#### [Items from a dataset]
######
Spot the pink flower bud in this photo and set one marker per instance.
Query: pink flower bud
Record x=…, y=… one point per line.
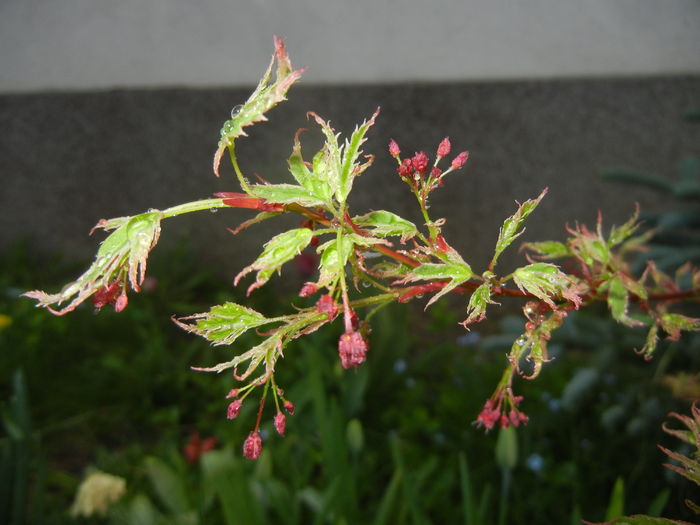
x=420, y=161
x=106, y=295
x=394, y=150
x=444, y=148
x=460, y=160
x=406, y=168
x=280, y=423
x=326, y=305
x=252, y=447
x=121, y=302
x=308, y=290
x=234, y=408
x=352, y=349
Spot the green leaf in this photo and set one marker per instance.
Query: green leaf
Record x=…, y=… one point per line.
x=278, y=250
x=457, y=273
x=168, y=485
x=350, y=169
x=548, y=249
x=223, y=324
x=618, y=301
x=124, y=253
x=545, y=281
x=385, y=224
x=476, y=309
x=616, y=506
x=673, y=324
x=286, y=194
x=512, y=227
x=266, y=95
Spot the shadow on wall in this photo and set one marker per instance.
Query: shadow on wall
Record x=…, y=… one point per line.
x=71, y=159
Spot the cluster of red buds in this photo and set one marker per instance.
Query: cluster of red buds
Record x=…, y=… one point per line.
x=418, y=172
x=252, y=446
x=502, y=409
x=113, y=293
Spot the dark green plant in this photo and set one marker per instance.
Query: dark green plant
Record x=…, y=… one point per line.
x=393, y=258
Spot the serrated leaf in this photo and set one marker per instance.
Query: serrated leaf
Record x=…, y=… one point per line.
x=457, y=273
x=224, y=323
x=512, y=227
x=286, y=194
x=548, y=249
x=385, y=224
x=349, y=168
x=266, y=95
x=673, y=324
x=124, y=252
x=618, y=301
x=620, y=233
x=476, y=309
x=640, y=519
x=545, y=281
x=334, y=257
x=278, y=250
x=650, y=343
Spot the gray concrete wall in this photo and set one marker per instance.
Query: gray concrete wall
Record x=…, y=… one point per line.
x=83, y=44
x=68, y=159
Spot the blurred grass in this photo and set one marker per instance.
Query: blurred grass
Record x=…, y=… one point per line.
x=391, y=442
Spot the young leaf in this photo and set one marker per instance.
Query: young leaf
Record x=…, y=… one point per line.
x=545, y=281
x=476, y=309
x=224, y=323
x=278, y=250
x=618, y=300
x=122, y=255
x=286, y=194
x=265, y=97
x=457, y=273
x=385, y=224
x=548, y=249
x=512, y=227
x=673, y=324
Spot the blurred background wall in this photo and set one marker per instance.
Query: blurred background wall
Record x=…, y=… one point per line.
x=110, y=108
######
#### [WHAT NEEDS TO BE DONE]
Every line above should be repeated exactly; pictures stay out of the copy.

#### [ANSWER TO THIS TASK]
Spot the pink flower bud in this photo and set one marker per instance.
Query: pink flower bud
Record x=…, y=… one point per line.
x=420, y=161
x=106, y=295
x=394, y=150
x=444, y=148
x=460, y=160
x=406, y=168
x=280, y=423
x=326, y=305
x=252, y=447
x=121, y=302
x=308, y=290
x=234, y=408
x=352, y=349
Spot the green leaf in this photo and set one marker per instance.
Query: green leaf
Record x=…, y=… one point per line.
x=278, y=250
x=457, y=273
x=168, y=485
x=350, y=169
x=548, y=249
x=223, y=324
x=618, y=301
x=124, y=253
x=545, y=281
x=385, y=224
x=476, y=309
x=616, y=506
x=673, y=324
x=286, y=194
x=512, y=227
x=266, y=95
Spot the shadow on wall in this photo and set one marker per instance.
Query: shadow on wall
Record x=…, y=… one point per line.
x=71, y=159
Spot the cluster of red buds in this photo and set one marker per instance.
Query: cluster of red buds
Record x=…, y=… one point per line.
x=418, y=172
x=252, y=446
x=502, y=409
x=113, y=293
Spot the dark green plant in this photo and set one marker per instance.
Query: dark green plant
Record x=…, y=… one point per line.
x=393, y=258
Spot the serrated leaf in this photo and set one marker per instance.
Query: serrated leaf
Record x=…, y=… one point per line.
x=457, y=273
x=224, y=323
x=512, y=227
x=286, y=194
x=548, y=249
x=385, y=224
x=349, y=168
x=266, y=95
x=673, y=324
x=124, y=252
x=618, y=301
x=620, y=233
x=476, y=309
x=640, y=519
x=545, y=281
x=334, y=257
x=278, y=250
x=650, y=343
Spot the gray concrete wall in this photo and set one marker per instance.
Query: gray concrete wall
Record x=…, y=… one point per line.
x=83, y=44
x=68, y=159
Spot the blurred grass in this photo and set one marker per instance.
Query: blurred grass
Record x=…, y=… one point per line.
x=391, y=442
Spot the young leaf in this photo and set one marker per instance.
Query: young leaf
Record x=…, y=… one point per line.
x=545, y=281
x=476, y=309
x=224, y=323
x=278, y=250
x=618, y=300
x=122, y=255
x=286, y=194
x=265, y=97
x=457, y=273
x=385, y=224
x=548, y=249
x=512, y=227
x=673, y=324
Spot the blurred background wall in this photo and set one marker per instance.
Query: blurred background wall
Record x=…, y=… one point per line.
x=110, y=108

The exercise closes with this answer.